I think many people including me want to have the Japanese translation option for websites. I need to use now google translate for translating Japanese websites. And I don't like it to use every time google translate for that.
A question for @nordzilla, you mentioned training a model... Is the translation done by machine learning?
Usually these large language models are served as an online service since they require a lot of processing power, will this translator model somehow manage to run locally to ensure privacy and security are mantained, or does the translation tool need to send the source text over the network to be processed by a server running the LLM at Mozilla?
Hey @UnseenLurker, I appreciate you taking the time to ask!
Usually these large language models are served as an online service since they require a lot of processing power, will this translator model somehow manage to run locally to ensure privacy and security are mantained, or does the translation tool need to send the source text over the network to be processed by a server running the LLM at Mozilla?
Each of our models is trained for a specific language pair (e.g. Japanese to English). They distilled to a size of roughly 20 to 25 megabytes.
You can view the model sizes and release statuses on this dashboard.

◆ Task objective ◆
Answer these questions from the thread:
(a) What does the first poster currently use to translate Japanese websites?
(b) What is each model trained for?
(c) Roughly what size are the models distilled to?
The lines that come next are taken from a separate source.

◆ Excerpted data ◆
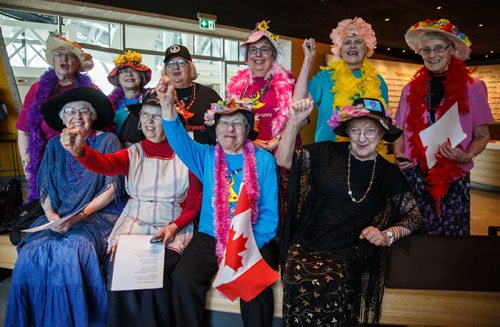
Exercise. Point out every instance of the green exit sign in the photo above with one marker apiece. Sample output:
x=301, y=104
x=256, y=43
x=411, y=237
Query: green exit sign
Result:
x=207, y=24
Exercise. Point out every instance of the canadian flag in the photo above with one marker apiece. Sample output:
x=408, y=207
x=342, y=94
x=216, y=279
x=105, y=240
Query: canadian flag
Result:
x=243, y=272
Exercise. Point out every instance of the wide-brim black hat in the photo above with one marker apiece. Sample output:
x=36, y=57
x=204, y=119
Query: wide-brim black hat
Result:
x=376, y=111
x=50, y=109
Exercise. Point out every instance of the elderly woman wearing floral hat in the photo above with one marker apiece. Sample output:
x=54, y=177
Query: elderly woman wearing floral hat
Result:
x=348, y=77
x=68, y=61
x=129, y=78
x=266, y=82
x=191, y=99
x=222, y=169
x=442, y=191
x=270, y=87
x=346, y=202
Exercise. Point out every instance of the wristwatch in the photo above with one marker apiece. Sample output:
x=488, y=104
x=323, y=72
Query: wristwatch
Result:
x=390, y=236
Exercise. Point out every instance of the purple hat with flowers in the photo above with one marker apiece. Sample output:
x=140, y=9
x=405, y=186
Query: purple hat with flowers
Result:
x=444, y=26
x=229, y=107
x=364, y=107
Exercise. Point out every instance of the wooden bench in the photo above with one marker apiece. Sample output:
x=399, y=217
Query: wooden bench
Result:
x=8, y=252
x=407, y=307
x=432, y=281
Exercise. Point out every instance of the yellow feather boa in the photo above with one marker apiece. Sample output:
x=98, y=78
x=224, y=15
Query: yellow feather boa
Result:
x=347, y=88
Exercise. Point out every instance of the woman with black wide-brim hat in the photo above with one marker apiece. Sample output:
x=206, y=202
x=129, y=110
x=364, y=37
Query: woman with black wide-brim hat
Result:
x=58, y=277
x=345, y=204
x=164, y=198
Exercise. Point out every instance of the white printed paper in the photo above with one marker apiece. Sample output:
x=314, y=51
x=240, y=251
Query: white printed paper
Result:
x=137, y=264
x=447, y=127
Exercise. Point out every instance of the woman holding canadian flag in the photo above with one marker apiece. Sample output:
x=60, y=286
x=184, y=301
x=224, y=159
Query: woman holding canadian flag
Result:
x=238, y=222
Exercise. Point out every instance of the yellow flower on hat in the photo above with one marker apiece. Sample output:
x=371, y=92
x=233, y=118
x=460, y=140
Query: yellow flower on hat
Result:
x=129, y=57
x=263, y=26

◆ Written answer ◆
(a) Google Translate.
(b) A specific language pair, such as Japanese to English.
(c) Roughly 20 to 25 megabytes.